Research

How data centers are adapting to a new wave of AI-infused enterprise and HPC workloads—through system design, power and cooling, workload behavior, and more efficient use of infrastructure.

AI Isn't Replacing HPC - it IS HPC

In recent discussions with industry vendor sales and marketing teams, I’ve been hearing that HPC demand is falling while AI system demand continues to increase. I’ve also seen articles implying that AI is displacing HPC.

This just isn’t the case. Period.

AI is a subset of the very broad HPC (High Performance Computing) category of workloads.

First, what is HPC? It’s not an application. It’s a loose term that covers applications and workflows across many domains—from financial services to pharma to manufacturing and more. These are workloads that are demanding enough and important enough to justify significant investment.

Here are some reasons why AI firmly belongs in the HPC category.

Both AI (including machine learning, inference, and generative workloads) and traditional HPC workflows are complex and computationally intensive. Garden-variety systems simply can’t meet the time-to-solution and accuracy requirements these workloads demand.

High-performance infrastructure is critical to both. You could run OpenFOAM or train an LLM on a laptop, but the time to solution would be so long that the results wouldn’t be relevant—or you’ll be retired by the time they are. The complexity of models and the size of datasets would also have to be severely constrained.

There is a constant push for greater accuracy and the ability to solve larger problems. That means analyzing more compounds in more permutations, adding more data to machine learning models, or pushing model sizes to hundreds of billions of parameters.

Some will argue that AI uses accelerators like GPUs while many HPC applications do not, so they must be different. That’s not a relevant distinction. HPC is not an application—it’s a category. Many HPC applications already use accelerators, and many more will as they become increasingly infused with AI.

Just because some AI users don’t think of what they’re doing as HPC doesn’t mean it isn’t. Many HPC users don’t use the term “HPC” either. They call it technical computing or something else entirely. But under the hood, you’ll find HPC-style applications running on HPC-class infrastructure—fast CPUs, accelerators, clustered systems, high-speed interconnects, and MPI—making it all work at scale.
# # # #
*WORK INSTRUCTION:* Please continue the article on AI as part of HPC, picking up right after its last sentence.

*ENTRIES PROVIDED:*
# # # #
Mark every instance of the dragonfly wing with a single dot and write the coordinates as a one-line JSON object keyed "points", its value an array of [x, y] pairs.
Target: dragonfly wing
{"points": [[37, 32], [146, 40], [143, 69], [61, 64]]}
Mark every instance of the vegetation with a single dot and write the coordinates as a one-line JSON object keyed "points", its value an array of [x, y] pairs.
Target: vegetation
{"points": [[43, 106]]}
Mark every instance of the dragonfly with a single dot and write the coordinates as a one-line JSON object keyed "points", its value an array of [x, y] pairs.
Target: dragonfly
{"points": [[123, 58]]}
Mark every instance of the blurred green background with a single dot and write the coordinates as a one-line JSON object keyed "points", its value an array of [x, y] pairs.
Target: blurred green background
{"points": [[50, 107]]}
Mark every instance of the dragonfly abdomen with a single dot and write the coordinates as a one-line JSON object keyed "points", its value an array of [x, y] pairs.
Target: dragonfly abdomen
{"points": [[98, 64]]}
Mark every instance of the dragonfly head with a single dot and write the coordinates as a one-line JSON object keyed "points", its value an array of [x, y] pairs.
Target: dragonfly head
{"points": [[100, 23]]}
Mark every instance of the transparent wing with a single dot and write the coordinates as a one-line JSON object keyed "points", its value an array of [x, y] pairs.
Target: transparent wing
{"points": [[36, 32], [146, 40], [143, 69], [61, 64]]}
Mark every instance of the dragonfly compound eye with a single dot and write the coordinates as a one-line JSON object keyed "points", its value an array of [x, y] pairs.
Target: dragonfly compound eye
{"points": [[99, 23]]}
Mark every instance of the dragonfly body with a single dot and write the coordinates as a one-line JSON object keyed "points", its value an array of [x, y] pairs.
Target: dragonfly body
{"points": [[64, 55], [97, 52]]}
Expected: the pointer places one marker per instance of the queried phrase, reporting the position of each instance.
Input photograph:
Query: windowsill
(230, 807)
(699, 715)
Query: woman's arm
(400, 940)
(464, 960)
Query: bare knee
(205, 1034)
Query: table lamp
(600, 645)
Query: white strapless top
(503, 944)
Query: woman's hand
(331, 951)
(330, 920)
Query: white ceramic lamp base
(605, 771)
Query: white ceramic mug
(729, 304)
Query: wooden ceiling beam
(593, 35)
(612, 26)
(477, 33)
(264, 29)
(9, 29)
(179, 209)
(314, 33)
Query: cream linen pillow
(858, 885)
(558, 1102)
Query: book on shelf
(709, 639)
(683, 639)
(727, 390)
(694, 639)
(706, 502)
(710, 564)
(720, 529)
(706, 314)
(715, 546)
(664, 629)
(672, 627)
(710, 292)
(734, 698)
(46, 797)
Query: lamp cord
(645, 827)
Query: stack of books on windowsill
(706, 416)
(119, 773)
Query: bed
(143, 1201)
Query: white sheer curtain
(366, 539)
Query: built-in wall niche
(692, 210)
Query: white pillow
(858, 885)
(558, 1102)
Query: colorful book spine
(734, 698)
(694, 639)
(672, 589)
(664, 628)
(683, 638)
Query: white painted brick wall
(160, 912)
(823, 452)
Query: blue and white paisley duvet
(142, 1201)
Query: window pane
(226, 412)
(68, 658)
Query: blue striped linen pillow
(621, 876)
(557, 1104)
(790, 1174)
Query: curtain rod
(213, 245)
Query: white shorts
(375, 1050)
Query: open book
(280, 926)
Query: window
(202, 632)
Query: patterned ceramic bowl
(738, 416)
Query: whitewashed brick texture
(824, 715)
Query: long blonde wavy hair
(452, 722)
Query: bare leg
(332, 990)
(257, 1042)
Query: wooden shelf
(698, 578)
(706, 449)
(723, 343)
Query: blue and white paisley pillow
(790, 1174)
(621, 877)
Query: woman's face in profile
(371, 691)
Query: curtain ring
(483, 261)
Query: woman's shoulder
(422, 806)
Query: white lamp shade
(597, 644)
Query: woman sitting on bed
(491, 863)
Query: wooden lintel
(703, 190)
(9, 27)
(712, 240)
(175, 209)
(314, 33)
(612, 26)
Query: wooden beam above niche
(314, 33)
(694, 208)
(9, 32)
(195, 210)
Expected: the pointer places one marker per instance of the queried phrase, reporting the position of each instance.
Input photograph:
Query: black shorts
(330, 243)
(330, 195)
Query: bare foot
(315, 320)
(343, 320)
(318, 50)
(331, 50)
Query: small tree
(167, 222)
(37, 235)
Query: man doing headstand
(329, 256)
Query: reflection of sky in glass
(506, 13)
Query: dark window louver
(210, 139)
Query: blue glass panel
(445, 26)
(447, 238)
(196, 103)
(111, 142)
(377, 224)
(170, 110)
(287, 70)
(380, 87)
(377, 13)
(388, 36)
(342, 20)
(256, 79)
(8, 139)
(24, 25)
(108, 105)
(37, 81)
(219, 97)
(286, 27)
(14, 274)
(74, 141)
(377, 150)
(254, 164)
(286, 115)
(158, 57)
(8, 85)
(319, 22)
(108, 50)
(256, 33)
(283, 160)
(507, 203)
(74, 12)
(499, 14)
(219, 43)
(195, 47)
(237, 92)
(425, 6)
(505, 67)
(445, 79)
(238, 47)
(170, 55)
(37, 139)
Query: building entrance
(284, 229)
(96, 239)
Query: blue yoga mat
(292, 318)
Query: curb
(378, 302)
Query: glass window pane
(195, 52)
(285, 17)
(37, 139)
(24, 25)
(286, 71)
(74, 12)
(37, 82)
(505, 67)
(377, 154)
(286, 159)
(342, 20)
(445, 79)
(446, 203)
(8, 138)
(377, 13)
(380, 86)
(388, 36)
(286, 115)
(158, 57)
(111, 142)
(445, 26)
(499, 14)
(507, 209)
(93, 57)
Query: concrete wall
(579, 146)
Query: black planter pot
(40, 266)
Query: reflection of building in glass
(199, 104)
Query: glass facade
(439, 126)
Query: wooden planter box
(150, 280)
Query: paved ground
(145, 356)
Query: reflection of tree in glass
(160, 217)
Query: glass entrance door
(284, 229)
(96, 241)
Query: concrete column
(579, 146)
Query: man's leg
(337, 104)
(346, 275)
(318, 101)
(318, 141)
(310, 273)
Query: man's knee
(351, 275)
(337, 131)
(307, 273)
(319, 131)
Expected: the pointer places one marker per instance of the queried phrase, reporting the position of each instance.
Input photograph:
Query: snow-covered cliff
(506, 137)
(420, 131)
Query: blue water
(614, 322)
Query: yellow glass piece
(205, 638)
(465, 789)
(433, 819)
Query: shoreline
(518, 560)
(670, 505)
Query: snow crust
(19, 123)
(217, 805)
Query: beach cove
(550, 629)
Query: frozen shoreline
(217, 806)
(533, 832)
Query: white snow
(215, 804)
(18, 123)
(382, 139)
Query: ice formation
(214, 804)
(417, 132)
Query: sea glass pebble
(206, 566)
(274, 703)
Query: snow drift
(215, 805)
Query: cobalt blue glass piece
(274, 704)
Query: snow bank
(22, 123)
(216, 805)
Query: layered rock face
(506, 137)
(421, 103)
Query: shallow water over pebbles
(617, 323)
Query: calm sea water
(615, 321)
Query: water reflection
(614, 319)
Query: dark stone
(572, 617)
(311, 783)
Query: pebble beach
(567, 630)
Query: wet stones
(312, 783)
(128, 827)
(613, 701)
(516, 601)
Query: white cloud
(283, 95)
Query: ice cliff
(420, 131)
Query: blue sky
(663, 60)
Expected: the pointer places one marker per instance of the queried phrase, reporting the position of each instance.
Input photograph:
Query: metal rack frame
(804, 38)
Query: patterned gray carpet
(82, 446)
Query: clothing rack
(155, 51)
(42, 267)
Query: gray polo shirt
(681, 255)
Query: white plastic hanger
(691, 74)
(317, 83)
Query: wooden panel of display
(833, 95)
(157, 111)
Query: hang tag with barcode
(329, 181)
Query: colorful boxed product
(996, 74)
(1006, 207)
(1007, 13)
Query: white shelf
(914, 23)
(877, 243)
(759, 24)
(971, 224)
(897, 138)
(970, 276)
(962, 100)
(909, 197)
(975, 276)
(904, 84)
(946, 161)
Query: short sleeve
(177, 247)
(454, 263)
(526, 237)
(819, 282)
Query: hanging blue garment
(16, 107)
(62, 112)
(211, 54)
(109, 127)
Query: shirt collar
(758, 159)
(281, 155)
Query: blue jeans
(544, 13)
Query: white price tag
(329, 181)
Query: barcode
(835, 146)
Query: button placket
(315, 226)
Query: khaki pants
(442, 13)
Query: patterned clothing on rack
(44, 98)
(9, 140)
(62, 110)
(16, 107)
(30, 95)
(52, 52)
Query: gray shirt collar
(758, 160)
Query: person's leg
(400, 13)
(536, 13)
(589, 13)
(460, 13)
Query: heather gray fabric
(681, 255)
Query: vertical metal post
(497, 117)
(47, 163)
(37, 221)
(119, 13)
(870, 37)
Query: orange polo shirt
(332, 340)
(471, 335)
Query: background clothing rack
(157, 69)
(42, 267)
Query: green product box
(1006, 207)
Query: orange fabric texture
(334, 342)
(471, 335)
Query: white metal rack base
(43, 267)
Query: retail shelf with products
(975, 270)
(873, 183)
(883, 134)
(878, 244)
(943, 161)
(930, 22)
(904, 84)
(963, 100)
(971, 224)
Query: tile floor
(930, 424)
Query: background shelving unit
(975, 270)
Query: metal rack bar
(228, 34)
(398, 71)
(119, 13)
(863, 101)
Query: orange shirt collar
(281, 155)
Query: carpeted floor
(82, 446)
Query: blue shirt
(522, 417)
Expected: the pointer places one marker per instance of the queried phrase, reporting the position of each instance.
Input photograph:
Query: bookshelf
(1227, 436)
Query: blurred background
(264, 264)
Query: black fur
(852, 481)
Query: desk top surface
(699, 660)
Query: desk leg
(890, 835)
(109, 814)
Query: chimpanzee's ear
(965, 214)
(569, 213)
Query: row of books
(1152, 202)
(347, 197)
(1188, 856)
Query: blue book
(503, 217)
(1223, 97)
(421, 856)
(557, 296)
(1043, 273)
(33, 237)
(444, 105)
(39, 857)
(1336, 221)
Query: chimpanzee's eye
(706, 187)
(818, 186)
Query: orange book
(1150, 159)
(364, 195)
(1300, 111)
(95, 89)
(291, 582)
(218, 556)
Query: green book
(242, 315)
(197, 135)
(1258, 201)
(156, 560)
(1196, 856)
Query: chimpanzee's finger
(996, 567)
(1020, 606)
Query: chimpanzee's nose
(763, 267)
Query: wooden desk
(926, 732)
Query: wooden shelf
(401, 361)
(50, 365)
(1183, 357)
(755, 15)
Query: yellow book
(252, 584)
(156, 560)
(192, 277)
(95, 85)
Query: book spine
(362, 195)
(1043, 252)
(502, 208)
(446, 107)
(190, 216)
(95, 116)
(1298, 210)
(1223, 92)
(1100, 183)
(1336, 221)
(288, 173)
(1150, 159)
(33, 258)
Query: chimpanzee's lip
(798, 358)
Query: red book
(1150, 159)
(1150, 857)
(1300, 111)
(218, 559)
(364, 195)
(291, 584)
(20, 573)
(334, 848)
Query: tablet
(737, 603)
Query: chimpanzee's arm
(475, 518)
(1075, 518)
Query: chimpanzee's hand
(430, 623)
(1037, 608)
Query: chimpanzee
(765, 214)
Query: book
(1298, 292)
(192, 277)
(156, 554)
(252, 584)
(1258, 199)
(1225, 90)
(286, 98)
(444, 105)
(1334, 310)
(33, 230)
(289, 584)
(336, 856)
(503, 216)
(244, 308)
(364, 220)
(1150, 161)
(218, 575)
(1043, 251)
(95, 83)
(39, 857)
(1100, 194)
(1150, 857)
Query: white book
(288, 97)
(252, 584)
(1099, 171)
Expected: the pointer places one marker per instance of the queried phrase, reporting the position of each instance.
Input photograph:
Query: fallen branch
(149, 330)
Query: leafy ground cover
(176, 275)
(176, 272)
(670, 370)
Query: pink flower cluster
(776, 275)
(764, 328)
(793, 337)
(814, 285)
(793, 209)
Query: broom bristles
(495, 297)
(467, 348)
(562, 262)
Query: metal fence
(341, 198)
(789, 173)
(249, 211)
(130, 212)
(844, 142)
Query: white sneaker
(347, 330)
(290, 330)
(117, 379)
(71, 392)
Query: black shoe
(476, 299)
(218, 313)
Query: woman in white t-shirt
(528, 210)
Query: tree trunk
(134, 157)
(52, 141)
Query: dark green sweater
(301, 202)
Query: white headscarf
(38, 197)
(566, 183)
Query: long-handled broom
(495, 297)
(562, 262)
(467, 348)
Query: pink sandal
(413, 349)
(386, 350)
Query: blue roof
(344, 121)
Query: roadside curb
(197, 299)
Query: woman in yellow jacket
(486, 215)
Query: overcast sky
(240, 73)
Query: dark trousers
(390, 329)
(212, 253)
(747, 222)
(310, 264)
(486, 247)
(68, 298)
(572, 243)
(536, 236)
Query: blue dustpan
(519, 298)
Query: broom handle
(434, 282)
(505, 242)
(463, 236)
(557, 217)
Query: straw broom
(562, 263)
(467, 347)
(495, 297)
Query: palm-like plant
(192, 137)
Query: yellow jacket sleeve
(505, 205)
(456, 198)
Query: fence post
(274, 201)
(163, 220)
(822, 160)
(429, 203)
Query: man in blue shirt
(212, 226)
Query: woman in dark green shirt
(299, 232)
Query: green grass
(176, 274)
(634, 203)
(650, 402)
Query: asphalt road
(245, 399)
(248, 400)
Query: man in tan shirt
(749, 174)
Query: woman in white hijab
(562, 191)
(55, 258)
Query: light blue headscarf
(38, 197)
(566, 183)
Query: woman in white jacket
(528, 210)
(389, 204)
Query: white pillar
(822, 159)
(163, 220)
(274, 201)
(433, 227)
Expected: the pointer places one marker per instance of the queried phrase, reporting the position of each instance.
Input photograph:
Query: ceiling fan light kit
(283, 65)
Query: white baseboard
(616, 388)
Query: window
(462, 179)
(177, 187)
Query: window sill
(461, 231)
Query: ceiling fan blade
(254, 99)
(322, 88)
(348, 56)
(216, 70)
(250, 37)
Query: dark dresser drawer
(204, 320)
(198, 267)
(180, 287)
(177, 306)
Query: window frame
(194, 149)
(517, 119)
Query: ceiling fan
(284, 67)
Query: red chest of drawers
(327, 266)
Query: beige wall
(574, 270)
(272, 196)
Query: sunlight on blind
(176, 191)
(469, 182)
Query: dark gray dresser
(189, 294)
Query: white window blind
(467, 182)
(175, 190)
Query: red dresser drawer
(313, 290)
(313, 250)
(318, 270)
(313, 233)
# # # #
*REPLY TO THE TASK:*
Soon, we won’t even be having this discussion. AI will be folded into most applications and workflows. We’re already seeing this happen in enterprise software and commercial environments.

Drug discovery, fusion research, materials science, and manufacturing are all traditional HPC domains—and all are being augmented with AI. At the same time, entirely new areas are emerging that require HPC-class infrastructure: personalized healthcare analytics, optimized agriculture, improved manufacturing efficiency, cybersecurity, and more.

Industry analysts (myself included) like to talk about spending and market size. But trying to separate “AI spending” from “HPC spending” today is mostly guesswork—an exercise in interpreting financial disclosures, press releases, and a fair amount of speculation.

AI Augments HPC — It Doesn’t Replace It

All of the work we’re doing today will continue—whether it’s modeling molecules, designing aircraft, or improving weather prediction.

But new workloads are emerging as well. Determining the optimal price for a flight, for example, isn’t traditional HPC—but it is AI, and it still requires high-performance infrastructure to meet accuracy and time-to-solution requirements.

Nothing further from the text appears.